Which lines of the data below contain the string "query"? Find them, with case counting, and copy each one.

════════════════════

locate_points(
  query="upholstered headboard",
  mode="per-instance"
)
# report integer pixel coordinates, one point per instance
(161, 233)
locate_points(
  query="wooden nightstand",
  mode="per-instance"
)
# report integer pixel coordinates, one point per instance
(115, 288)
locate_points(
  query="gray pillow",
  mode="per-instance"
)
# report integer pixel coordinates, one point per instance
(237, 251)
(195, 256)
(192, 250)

════════════════════

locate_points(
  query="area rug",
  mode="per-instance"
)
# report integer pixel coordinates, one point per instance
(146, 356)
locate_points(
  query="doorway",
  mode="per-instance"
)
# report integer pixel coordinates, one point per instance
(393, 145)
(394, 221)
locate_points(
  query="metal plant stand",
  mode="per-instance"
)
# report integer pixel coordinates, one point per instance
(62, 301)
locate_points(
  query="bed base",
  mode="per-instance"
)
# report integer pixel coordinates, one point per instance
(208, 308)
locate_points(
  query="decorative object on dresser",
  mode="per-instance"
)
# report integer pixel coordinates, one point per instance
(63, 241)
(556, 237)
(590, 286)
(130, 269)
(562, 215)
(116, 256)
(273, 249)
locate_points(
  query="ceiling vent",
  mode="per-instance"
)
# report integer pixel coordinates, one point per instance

════════════════════

[Complete response]
  query="upholstered headboard",
  query="wooden nightstand",
  query="gray pillow",
  query="area rug",
  query="doorway",
  query="metal plant stand",
  query="bed base",
  query="decorative object on dresser",
  query="ceiling vent",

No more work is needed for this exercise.